Brano selezionato:
L'intervista

Luigi Iannone:lo spirito del nostro tempo è il monoteismo del mercato, abbiamo bisogno di un'economia dal volto umano

Priorità:salvaguardia dell’ambiente, cura del patrimonio artistico, memoria dei popoli, difesa della lingua, lotta alle forme esasperate di flessibilità e precarietà del lavoro, una vita meno incentrata sull’idea del successo personale

di Marco Di Eugenio

Luigi Iannone:lo spirito del nostro tempo è il monoteismo del mercato, abbiamo bisogno di un'economia dal volto umano

Luigi Iannone

Luigi Iannone è uno degli osservatori più attenti e originali del panorama culturale italiano. Firma di diversi quotidiani, riviste filosofiche e culturali, ha scritto diversi saggi dove (cosa non sempre scontata) alla profonda analisi delle questioni trattate corrisponde una facilità di lettura. Tra gli ultimi scritti di Iannone, vanno ricordati Manifesto antimoderno, con un’introduzione di Marcello Veneziani (Rubettino, Soveria Mannelli, 2010); Il suicidio dell’Occidente, libro intervista a Roger Scruton (Le lettere, Firenze 2010), il Profumo del nichilismo, con saggio introduttivo di Alain de Benoist (Solfanelli, Chieti 2012) e Sull’inutilità della destra (Solfanelli, Chieti 2014).

Materiale estratto:
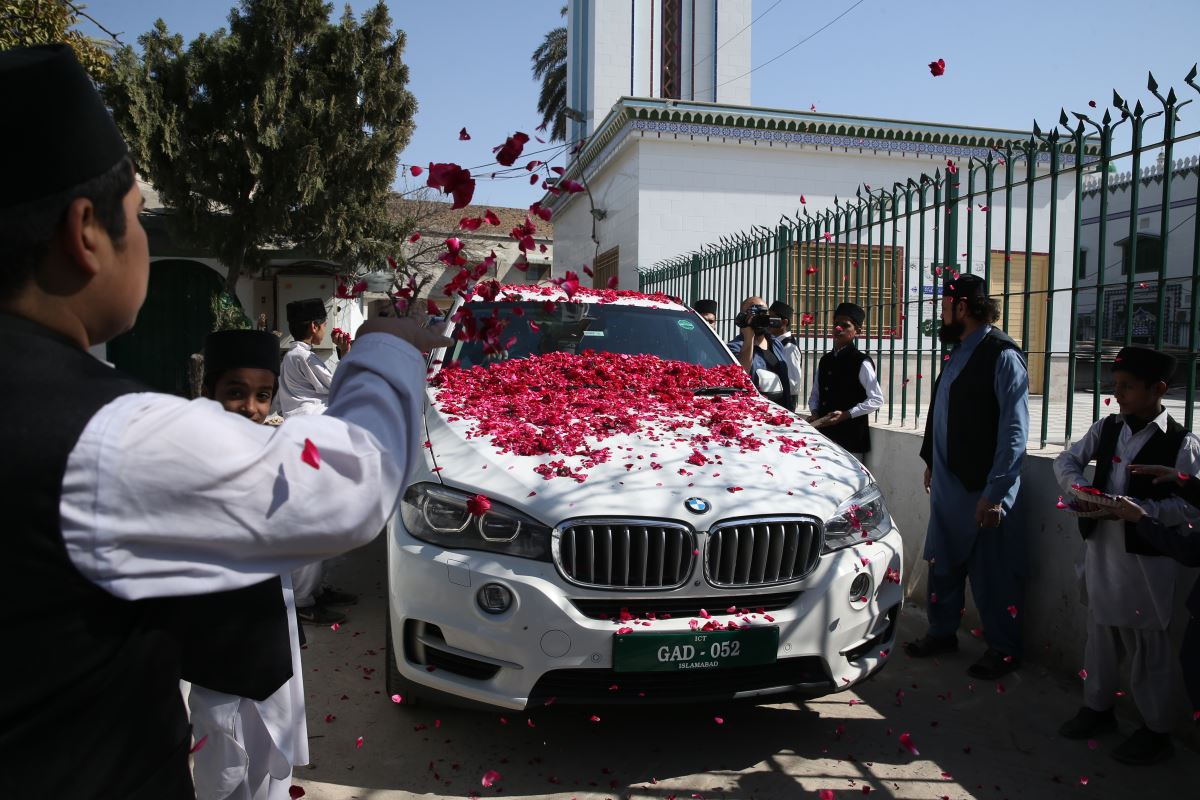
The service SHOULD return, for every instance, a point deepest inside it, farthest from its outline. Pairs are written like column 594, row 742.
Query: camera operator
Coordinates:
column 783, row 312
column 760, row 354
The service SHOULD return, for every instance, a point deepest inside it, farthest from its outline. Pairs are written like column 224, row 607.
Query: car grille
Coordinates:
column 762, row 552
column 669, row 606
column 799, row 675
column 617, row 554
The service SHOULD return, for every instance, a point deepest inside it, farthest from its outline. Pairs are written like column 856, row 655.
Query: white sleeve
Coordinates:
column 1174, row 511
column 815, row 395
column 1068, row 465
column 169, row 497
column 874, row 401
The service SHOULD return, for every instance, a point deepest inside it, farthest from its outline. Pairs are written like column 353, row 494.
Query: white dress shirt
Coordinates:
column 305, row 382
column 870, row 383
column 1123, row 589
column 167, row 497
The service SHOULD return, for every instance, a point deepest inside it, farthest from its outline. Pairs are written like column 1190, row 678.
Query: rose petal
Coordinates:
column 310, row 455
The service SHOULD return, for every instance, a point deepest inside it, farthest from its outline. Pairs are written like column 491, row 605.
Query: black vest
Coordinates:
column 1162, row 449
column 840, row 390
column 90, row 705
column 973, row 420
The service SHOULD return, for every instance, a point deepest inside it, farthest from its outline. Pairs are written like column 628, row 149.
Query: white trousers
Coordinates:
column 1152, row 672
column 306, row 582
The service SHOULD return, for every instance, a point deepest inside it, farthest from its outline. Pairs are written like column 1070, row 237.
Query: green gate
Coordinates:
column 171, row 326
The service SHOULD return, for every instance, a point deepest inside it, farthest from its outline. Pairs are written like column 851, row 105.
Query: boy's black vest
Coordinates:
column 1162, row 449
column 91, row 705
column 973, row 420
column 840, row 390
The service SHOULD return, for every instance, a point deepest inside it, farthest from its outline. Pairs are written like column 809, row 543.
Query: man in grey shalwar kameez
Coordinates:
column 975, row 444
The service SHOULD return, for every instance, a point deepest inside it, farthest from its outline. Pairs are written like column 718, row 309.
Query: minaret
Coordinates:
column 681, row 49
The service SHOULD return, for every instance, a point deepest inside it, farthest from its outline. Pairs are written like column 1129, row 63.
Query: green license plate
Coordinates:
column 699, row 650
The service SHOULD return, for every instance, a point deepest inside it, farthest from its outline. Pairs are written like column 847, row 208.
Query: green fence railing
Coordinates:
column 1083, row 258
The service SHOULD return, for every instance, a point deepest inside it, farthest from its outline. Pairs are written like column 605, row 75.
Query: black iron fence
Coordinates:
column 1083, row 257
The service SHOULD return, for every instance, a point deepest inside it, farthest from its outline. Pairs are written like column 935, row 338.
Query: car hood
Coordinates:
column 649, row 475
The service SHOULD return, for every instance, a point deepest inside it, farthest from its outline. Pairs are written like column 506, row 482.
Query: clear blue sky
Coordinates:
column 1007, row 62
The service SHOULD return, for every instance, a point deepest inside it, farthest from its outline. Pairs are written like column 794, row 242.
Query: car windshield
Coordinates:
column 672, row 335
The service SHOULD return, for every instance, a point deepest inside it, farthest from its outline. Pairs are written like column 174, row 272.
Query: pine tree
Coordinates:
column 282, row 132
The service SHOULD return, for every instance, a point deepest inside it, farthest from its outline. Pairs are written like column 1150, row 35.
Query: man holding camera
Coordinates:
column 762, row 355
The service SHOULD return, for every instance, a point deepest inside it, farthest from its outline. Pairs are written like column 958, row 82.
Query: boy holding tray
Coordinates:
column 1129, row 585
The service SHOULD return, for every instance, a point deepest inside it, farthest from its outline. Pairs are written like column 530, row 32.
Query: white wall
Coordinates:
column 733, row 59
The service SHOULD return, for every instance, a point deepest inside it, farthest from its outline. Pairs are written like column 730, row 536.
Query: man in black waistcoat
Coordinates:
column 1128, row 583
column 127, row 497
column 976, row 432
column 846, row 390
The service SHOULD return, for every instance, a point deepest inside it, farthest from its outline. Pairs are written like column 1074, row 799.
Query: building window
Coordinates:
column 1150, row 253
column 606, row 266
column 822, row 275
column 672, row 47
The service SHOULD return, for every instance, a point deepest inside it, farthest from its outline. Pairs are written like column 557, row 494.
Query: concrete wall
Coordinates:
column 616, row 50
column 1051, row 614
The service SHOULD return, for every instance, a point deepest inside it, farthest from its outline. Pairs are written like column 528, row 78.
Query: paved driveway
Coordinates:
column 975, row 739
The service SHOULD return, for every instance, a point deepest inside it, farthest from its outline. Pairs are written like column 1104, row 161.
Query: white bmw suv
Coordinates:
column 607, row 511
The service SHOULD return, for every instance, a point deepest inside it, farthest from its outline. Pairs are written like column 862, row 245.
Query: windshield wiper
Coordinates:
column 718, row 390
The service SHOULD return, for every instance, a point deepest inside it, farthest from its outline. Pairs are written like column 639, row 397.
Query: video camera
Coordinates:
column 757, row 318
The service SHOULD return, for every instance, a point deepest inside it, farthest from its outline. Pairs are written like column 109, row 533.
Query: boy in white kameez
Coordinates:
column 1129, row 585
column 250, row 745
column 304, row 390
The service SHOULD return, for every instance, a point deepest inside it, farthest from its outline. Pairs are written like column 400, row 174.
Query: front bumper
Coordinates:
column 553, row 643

Compiti da svolgere:
A: Quali sono tutte le priorità elencate nel sottotitolo dell'intervista a Luigi Iannone?
B: Come proseguiresti l'intervista a Luigi Iannone dopo l'ultima frase riportata? Scrivine il seguito.

Risposte in ordine:
A:
- salvaguardia dell'ambiente
- cura del patrimonio artistico
- memoria dei popoli
- difesa della lingua
- lotta alle forme esasperate di flessibilità e precarietà del lavoro
- una vita meno incentrata sull'idea del successo personale

B:
A Iannone, proprio partendo da alcuni spunti forniti dai suoi saggi, abbiamo chiesto di politica, economia, religione e altro ancora.

Con Renzi in particolare, almeno in campo politico, sembrano essere saltate definitivamente le categorie di destra e sinistra. Le chiedo se è d’accordo e se ha senso ancora oggi fare questa distinzione?

Destra e sinistra sono utili per definire la geografia parlamentare, ma gli ipotetici due gruppi potremmo definirli bianchi e rossi, neri e gialli. In realtà, Renzi ha solo reso visibile a tutti, ciò che era nei fatti da tempo, sia nel lessico politico che nella sostanza: il monoteismo del mercato rappresenta lo spirito del nostro tempo. Per tutti.

I Diritti civili, lei sostiene, rappresentano “la battaglia della sinistra”. Cosa ne pensa dell’ultima vicenda legata al riconoscimento dei matrimoni omo? E cosa risponde a chi (anche a destra e dintorni) argomenta che la politica deve prendere atto dei costumi che cambiano e che il loro riconoscimento non lede nessuno, limitandosi solamente ad allargare diritti esistenti?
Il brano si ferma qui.